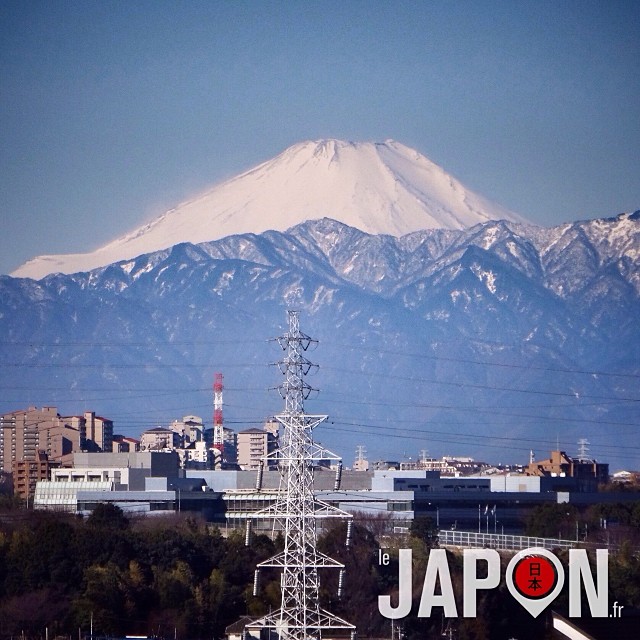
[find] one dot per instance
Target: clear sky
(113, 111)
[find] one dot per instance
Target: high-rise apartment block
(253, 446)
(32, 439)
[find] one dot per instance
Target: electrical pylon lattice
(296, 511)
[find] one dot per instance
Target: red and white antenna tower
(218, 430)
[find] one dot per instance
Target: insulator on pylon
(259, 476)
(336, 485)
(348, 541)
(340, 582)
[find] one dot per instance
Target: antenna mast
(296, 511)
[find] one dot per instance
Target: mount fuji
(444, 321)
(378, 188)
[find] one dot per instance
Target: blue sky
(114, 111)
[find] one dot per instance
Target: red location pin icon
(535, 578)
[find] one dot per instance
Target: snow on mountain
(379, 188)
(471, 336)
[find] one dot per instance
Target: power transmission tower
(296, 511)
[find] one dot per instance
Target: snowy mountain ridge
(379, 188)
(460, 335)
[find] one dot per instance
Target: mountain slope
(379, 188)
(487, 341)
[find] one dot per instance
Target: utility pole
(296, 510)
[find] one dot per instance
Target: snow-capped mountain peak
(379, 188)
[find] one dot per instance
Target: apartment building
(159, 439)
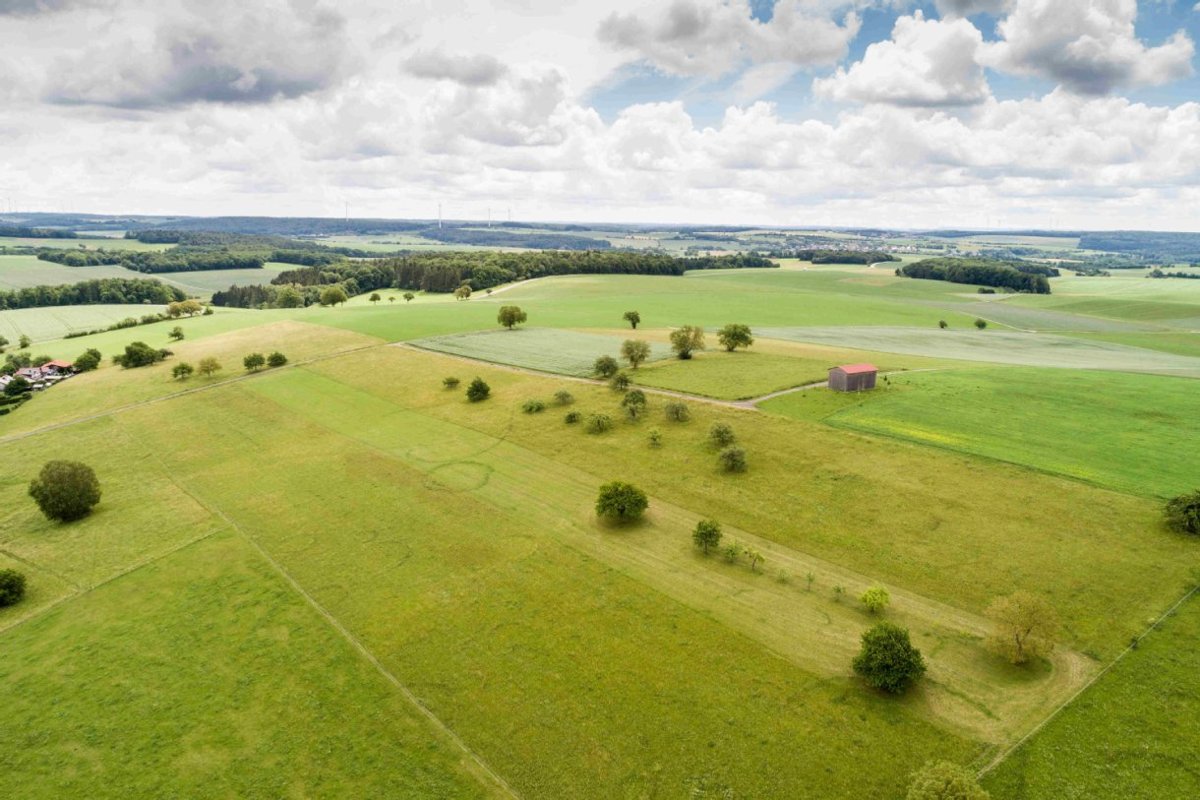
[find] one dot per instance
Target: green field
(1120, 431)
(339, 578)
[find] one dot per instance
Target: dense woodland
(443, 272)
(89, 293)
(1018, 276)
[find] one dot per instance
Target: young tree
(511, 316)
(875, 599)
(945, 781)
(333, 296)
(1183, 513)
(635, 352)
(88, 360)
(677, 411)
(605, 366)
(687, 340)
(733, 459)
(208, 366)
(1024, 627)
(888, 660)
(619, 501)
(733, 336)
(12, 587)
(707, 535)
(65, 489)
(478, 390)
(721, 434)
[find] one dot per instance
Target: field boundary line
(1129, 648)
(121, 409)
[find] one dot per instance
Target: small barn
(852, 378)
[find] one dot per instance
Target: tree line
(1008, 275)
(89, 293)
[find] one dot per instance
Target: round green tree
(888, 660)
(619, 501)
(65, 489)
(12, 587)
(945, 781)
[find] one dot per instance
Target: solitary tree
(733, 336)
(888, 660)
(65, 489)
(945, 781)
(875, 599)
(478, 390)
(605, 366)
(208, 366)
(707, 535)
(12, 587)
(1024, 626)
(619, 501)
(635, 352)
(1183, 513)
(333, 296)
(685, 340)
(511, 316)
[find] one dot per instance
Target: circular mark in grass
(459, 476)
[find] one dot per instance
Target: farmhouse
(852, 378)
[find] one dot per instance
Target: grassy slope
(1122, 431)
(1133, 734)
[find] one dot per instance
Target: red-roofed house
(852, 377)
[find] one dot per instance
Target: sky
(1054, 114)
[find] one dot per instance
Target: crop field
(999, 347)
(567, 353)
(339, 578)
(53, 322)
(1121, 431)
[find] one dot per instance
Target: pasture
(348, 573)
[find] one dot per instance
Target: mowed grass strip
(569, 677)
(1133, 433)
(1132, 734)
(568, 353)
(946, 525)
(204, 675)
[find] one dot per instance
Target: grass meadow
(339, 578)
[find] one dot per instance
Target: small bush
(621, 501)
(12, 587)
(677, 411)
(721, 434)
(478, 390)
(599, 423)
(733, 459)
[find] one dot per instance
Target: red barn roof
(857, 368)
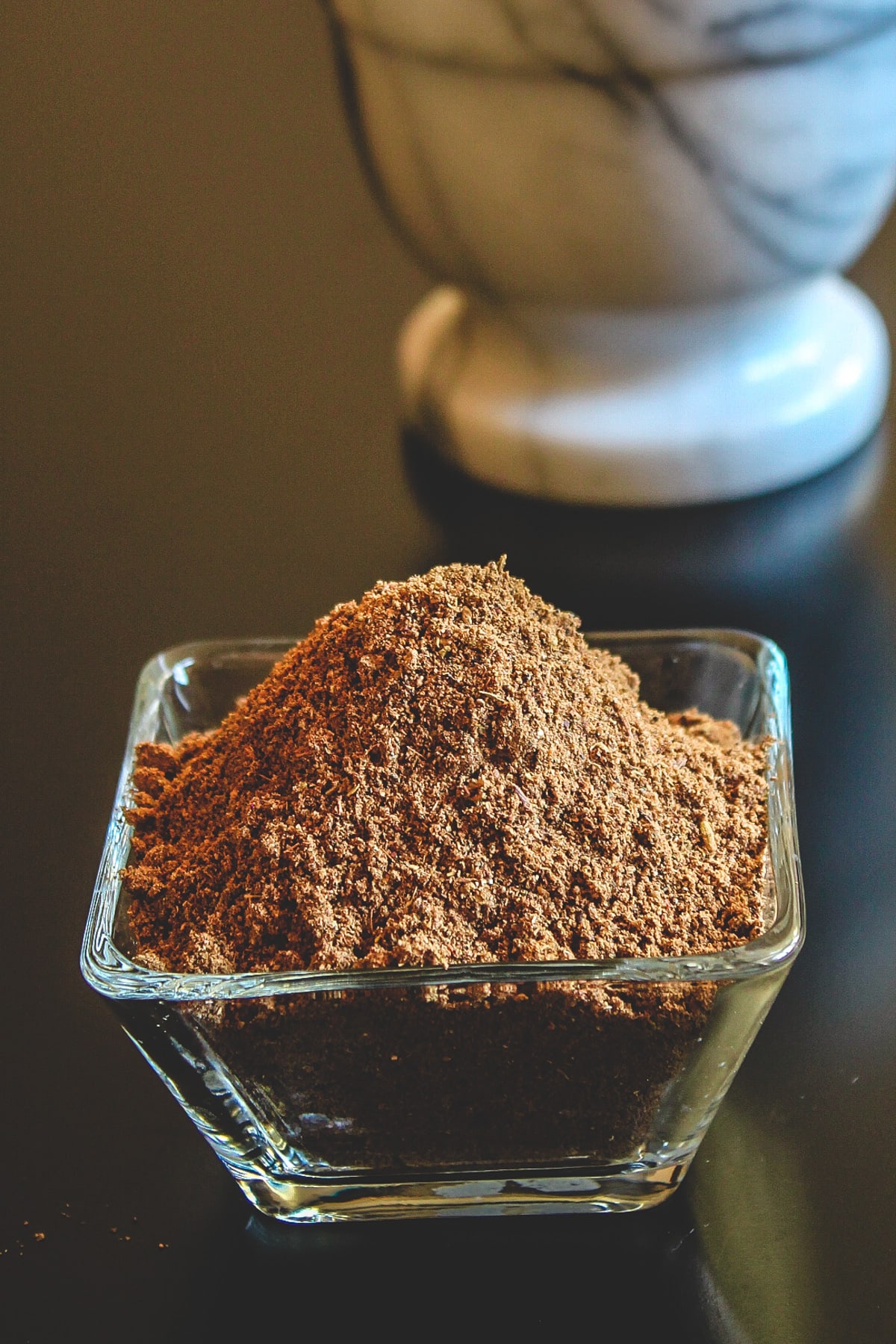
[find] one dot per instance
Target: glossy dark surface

Requirements
Copy every record above exactly as written, but leave out the pictures.

Task solution
[find] one dot per instance
Target: clear sky
(113, 111)
[find] one dot per instance
Target: high-rise apartment block
(253, 446)
(32, 439)
[find] one dot per instance
Target: electrical pylon lattice
(296, 511)
[find] one dot per instance
Target: red and white antenna tower
(218, 430)
[find] one dot per instance
Target: insulator on pylon
(259, 476)
(336, 485)
(348, 541)
(340, 582)
[find] one dot per instance
Target: antenna mast
(296, 511)
[find] one dot per instance
Target: mount fuji
(444, 321)
(378, 188)
[find] one dot per instance
Target: blue sky
(114, 111)
[find] one dot per instance
Target: red location pin icon
(535, 578)
[find] one dot per instance
Target: snow on mountain
(379, 188)
(471, 336)
[find] one dot per instance
Target: power transmission tower
(296, 511)
[find] one dot per instance
Target: snowy mountain ridge
(379, 188)
(460, 335)
[find] one dot per instance
Target: mountain slope
(379, 188)
(487, 341)
[find] one dot per instance
Target: utility pole
(296, 510)
[find] one dot per instance
Target: snow-capped mountain peak
(379, 188)
[find] one dot per instance
Target: apartment building
(159, 439)
[find] one dot per instance
Target: green field
(1120, 431)
(339, 578)
[find] one dot per instance
Target: dense woodland
(443, 272)
(89, 293)
(1018, 276)
[find] one dot per instance
Target: young tree
(511, 316)
(875, 599)
(945, 781)
(333, 296)
(1183, 513)
(635, 352)
(88, 360)
(677, 411)
(605, 366)
(687, 340)
(733, 459)
(208, 366)
(1024, 627)
(888, 660)
(619, 501)
(733, 336)
(12, 587)
(707, 535)
(65, 489)
(478, 390)
(721, 434)
[find] one dot per instance
Target: field boundary line
(1129, 648)
(121, 409)
[find] one dot per instance
Target: small barn
(852, 378)
[find] one dot per instance
Target: tree line
(1008, 275)
(89, 293)
[find] one dot per instance
Target: round green tree
(888, 660)
(619, 501)
(65, 489)
(12, 587)
(945, 781)
[find] one dot per instance
Target: solitary tree
(733, 336)
(888, 660)
(65, 489)
(945, 781)
(875, 599)
(478, 390)
(605, 366)
(208, 366)
(707, 535)
(12, 587)
(1024, 626)
(619, 501)
(635, 352)
(1183, 513)
(333, 296)
(685, 340)
(511, 316)
[find] one dot per instance
Target: circular mark in grass
(459, 476)
[find] one dot per instance
Target: farmhouse
(852, 378)
[find] one dot per instance
Target: grassy slope
(1122, 431)
(1133, 734)
[find] one dot per instance
Target: red-roofed house
(852, 377)
[find] one dot per instance
Target: sky
(1054, 114)
[find] one dot per instance
Target: crop field
(999, 347)
(567, 353)
(339, 578)
(53, 322)
(1121, 431)
[find] one dot per instance
Target: pasture
(348, 573)
[find] one dot per instance
Target: mowed grass strip
(569, 677)
(1133, 433)
(1132, 734)
(568, 353)
(946, 525)
(204, 675)
[find] one dot per instance
Target: grass meadow
(339, 578)
[find] one dot per instance
Target: small bush
(621, 501)
(12, 587)
(677, 411)
(721, 434)
(478, 390)
(599, 423)
(733, 459)
[find] one dot per instance
Target: red barn roof
(857, 368)
[find] one dot per instance
Target: glossy dark surface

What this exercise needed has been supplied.